It’s time for Jerry Springer. He says that tonight we will see WWE Superstars Most Intimate Relationships Revealed. First out is Kelly Kelly. Kelly has a confession, and her confession is that she’s pregnant. Zuh? Jerry asks who the father is. She says she’s been in a lot of relationships and she said she doesn’t know who it is. Stop the pain, here comes Santino. This is just too stupid for words.

Santino says it’s an honor to meet Maury Povich before saying he is the father. Kelly says that while Santino was sleeping, she needed someone to finish the job. Michael Cole has a microphone and apparently he fucked Kelly. Lawler says it was him, because he also fucked Kelly. Smart, sexy and powerful Divas. Springer says that Kelly is too old to be Lawler’s girlfriend. Dang. Santino then gets a dig in by asking if Kelly ever saw Grandmaster Sexay.

The Bella Twins come out now and I realize that I made a critical mistake in not drinking before watching this show. They come out and the revelation is that Brie is a man. The twins start fighting and this gets interrupted by Chris Masters. Shoot me now. Kelly says she couldn’t resist. Now Eve Torres comes out and Kelly cannot keep a straight face. Eve and Kelly now start catfighting for a second. This is one of those ideas that sounded bad on paper and worse on execution, kinda like TNA’s PPV.

→ **Recorded data**
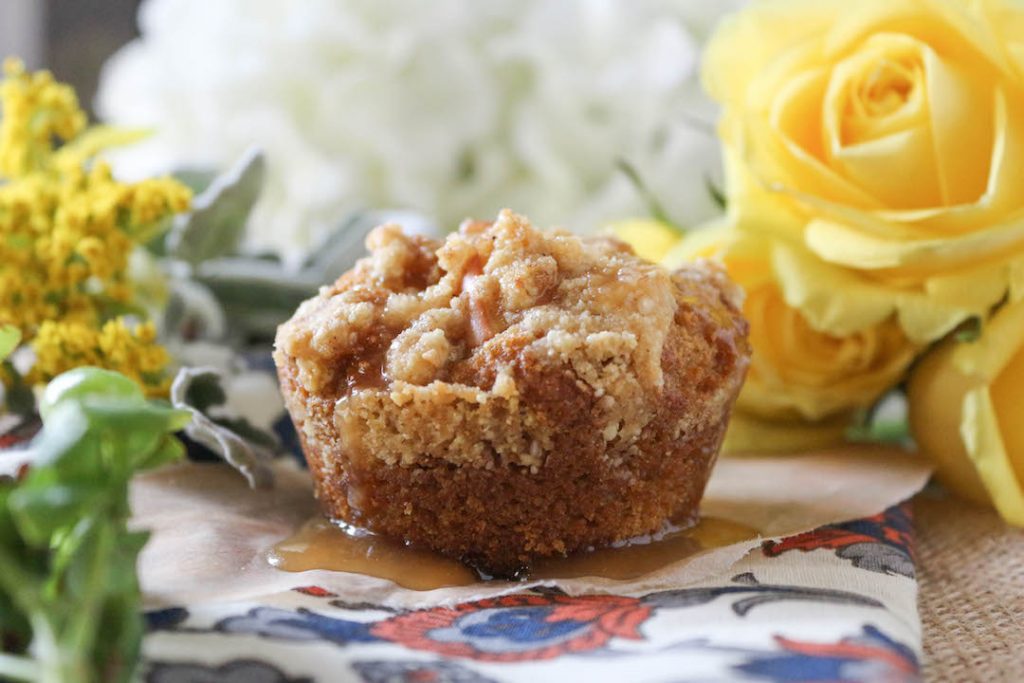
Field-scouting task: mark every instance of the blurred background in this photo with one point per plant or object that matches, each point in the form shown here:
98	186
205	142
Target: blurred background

→ **Tasks**
1. In the wrestling recap, write out the part starting with "The Bella Twins" and going on through "like TNA’s PPV.", putting "Zack Ryder" in place of "Chris Masters".
2. In the wrestling recap, what confession does Kelly Kelly make?
3. Continue the wrestling recap from its last sentence.
The material above comes from a separate source and has nothing to do with the wrestling recap.

→ **Answers by task**
1.
The Bella Twins come out now and I realize that I made a critical mistake in not drinking before watching this show. They come out and the revelation is that Brie is a man. The twins start fighting and this gets interrupted by Zack Ryder. Shoot me now. Kelly says she couldn’t resist. Now Eve Torres comes out and Kelly cannot keep a straight face. Eve and Kelly now start catfighting for a second. This is one of those ideas that sounded bad on paper and worse on execution, kinda like TNA’s PPV.

2. She says she's pregnant.

3.
Eve has a secret and she says she’s been cheating on Chris with…The Great Khali. And to think I had my money on it being the fucking midget. Thankfully all the music cues, in addition to paying for another one of Jim Johnston’s cars, is drowning out the boos. The crowd is entertaining themselves by chanting “Jerry”. Santino asks who the father is and I bet it’s the fucking midget. Sure enough, here comes Hornswoggle. Jerry Springer quits and I can’t blame him.

Lawler tells Springer that it’s all a work. Well, the segment was a work. Everything else is real. Khali’s translator/Creative member says this has been all a waste of time. Lawler says that he’s going to reveal Jerry’s intimate relationship. Cue Mae Young. It’s like they packed all this stupid into RAW because I took the time earlier to put over the product when compared to TNA. Serves me right I guess. On the plus side, they combined all the stupid into one segment.

Commercial.

We’re back and it’s time for DiBiase and Kingston. Kofi delivers some chops and kicks as these to brawl over the title of Least Likely to Win the Elimination Chamber. Hopefully Kingston actually makes it into the cage this year.

Kofi starts leading the claps and charges Teddy in the corner. Teddy moves and Kofi gets hung up in the corner and Teddy hits Dream Street for the pin. That’s it? Khali’s entrance took longer than that.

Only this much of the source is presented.